[Start of Provided text]

Thank you very much for your suggestion about the valve springs. From the talk that I had with the tech guy, he said that it is a complicated process to check out the valve springs, and also I am not sure what special tool that is needed for this process. As there is none of those special tools here in Thailand, not even the main sole authorized dealer.

Do you know that whether it is possible to check out and change the valve springs without using the special tools?

Please suggest.

^^


----------



## hugy (Dec 4, 2007)

guivenzz said:


> Thank you very much for your suggestion about the valve springs. From the talk that I had with the tech guy, he said that it is a complicated process to check out the valve springs, and also I am not sure what special tool that is needed for this process. As there is none of those special tools here in Thailand, not even the main sole authorized dealer.
> 
> Do you know that whether it is possible to check out and change the valve springs without using the special tools?
> 
> ...


As far as I know your Audi Technican will remove the head from the engine to gain access to the valves.
I don't think there is a special tool needed.
The only way to know if you have the wrong springs is to have them check inside the engine.There is no other way.
If your car is under warranty,this will be done free of charge.
Good luck.


----------



## guivenzz (Feb 4, 2011)

Today, I noticed something weird. In the morning I started the engine and drive out of my house for not even 50 meter, and the engine light shows up again flashing and stayed at a rev of 2k with speed of around 40km/hr. After a short while, it was flashing again at a rev below 2k with a very low speed around 30-40 km/hr. I counted that it was flashing and stay for more than 15 rounds for a distance that I drove around 20km with rev all below 4k and speed below 100 km/hr.

First, I thought I want the tech guy to check out the valve spring, but I am very confused that it is still misfiring at a very low rev and frequent as well.

[End of Provided text]
[Start of Given data]

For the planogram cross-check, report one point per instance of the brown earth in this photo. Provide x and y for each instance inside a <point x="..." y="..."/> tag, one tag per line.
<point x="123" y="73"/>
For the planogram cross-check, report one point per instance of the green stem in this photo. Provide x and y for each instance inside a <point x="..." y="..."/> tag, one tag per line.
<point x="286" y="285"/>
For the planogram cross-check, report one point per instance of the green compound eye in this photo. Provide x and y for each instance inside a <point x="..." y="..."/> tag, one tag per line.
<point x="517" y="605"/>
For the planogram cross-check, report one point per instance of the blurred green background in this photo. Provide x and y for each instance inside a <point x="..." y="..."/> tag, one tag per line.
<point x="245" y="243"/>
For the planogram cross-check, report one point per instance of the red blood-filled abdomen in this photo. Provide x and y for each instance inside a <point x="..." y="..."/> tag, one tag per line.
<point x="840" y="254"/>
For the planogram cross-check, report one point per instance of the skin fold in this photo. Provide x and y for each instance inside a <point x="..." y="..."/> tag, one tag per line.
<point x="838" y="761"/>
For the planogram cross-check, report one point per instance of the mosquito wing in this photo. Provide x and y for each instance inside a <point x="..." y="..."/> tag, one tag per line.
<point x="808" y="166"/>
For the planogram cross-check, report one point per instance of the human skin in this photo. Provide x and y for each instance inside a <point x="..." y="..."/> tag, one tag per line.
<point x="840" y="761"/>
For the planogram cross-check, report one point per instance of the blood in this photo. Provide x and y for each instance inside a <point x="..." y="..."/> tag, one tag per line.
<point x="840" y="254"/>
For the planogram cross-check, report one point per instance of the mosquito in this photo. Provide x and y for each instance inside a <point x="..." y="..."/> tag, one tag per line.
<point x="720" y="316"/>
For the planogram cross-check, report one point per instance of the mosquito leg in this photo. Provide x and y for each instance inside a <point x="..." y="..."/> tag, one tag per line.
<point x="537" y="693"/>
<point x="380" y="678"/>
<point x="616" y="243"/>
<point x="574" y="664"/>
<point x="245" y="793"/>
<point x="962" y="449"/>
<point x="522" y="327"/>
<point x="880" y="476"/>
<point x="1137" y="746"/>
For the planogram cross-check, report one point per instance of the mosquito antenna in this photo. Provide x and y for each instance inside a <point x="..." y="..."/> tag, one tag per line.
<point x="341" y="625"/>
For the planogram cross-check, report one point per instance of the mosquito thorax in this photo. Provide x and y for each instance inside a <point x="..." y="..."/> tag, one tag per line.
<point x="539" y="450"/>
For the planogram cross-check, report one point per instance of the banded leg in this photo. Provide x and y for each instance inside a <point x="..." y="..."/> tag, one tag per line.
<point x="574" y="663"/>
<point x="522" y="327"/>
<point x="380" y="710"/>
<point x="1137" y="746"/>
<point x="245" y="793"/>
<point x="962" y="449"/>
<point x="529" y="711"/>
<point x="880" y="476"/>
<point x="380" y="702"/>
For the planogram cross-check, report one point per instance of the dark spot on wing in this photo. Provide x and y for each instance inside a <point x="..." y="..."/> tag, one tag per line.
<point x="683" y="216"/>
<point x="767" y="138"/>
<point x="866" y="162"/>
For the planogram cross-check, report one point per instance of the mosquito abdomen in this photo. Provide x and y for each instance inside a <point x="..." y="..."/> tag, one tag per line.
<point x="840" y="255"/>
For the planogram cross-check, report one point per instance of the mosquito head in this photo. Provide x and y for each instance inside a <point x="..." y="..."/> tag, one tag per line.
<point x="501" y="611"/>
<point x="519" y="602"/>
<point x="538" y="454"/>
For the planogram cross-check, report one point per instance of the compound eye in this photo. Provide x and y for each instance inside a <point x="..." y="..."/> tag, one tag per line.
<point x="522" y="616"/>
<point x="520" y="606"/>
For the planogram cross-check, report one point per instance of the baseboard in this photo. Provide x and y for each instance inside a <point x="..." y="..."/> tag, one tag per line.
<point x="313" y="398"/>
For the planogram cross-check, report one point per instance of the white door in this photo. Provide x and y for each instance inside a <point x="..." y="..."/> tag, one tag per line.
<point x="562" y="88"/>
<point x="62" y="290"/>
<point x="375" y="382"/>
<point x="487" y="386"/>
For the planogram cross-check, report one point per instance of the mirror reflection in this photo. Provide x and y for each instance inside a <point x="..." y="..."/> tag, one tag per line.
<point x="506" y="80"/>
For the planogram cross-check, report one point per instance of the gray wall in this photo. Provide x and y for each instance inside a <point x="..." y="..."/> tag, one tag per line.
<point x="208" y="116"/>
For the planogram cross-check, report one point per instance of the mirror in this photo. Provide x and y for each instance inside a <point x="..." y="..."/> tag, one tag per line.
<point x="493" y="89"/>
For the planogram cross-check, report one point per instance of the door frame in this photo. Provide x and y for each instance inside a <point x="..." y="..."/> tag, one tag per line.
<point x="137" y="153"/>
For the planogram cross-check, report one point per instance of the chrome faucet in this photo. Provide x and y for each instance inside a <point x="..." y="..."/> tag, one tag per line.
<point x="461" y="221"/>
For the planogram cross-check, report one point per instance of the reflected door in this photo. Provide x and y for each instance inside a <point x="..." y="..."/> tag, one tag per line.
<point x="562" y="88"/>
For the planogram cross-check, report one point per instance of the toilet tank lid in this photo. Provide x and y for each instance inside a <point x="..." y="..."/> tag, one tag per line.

[End of Given data]

- Jobs
1 – Quote each sentence hugy wrote in the Dec 4, 2007 reply of the valve spring forum thread, leaving out the quoted post.
2 – Carry on the forum thread about the misfiring engine and its valve springs from the point where it stops.

- Answers for the exercise
1 –
As far as I know your Audi Technican will remove the head from the engine to gain access to the valves.
I don't think there is a special tool needed.
The only way to know if you have the wrong springs is to have them check inside the engine.
There is no other way.
If your car is under warranty,this will be done free of charge.
Good luck.

2 –
What do you guys think it might be? My tech guy told me that it is possibly the defective computer?

Please suggest! T_T


----------



## brittan (May 18, 2007)

Whilst you MAY have the wrong valve springs, and only a partial engine strip down will identify that, I think that it is very unlikely that any misfire at such low rpm could be due to the wrong valves springs.

That leaves fuel or ignition unless there is some other physical problem with the engine.
For fuel it comes down to in-tank and high pressure fuel pumps and injectors.
For ignition it is spark plugs or coil packs.

Ignition is the most likely source of the problem and despite previous checks I would go back over the items.
Check plugs condition and gaps.
Check the plug recess for fluid accumulation; oil or water as this could short out the plug, transfer engine heat to the plug, transfer engine heat to the coil pack.
Check the coil packs for signs of over heating and if possible swap them with known good ones - from another car perhaps which is known to be running ok.


----------



## guivenzz (Feb 4, 2011)

Thanks for the info!

However, my car is still misfiring! And it keeps misfiring even at 0 RPM. When I drive, the engine light keeps flashing all the time even when the car is at full stop, says 90% of the time the engine light is flashing and 10% stay.

Today the tech guy just checked my car out again, and found that there is some faults with the key when starting the engine. I do not know whether this could possibly be the cause?

Any suggestions ? T__T


----------



## Dromedary (Jan 5, 2011)

Hang on! Is the car actually misfiring, that is, it is down on power or stuttering or hesitating?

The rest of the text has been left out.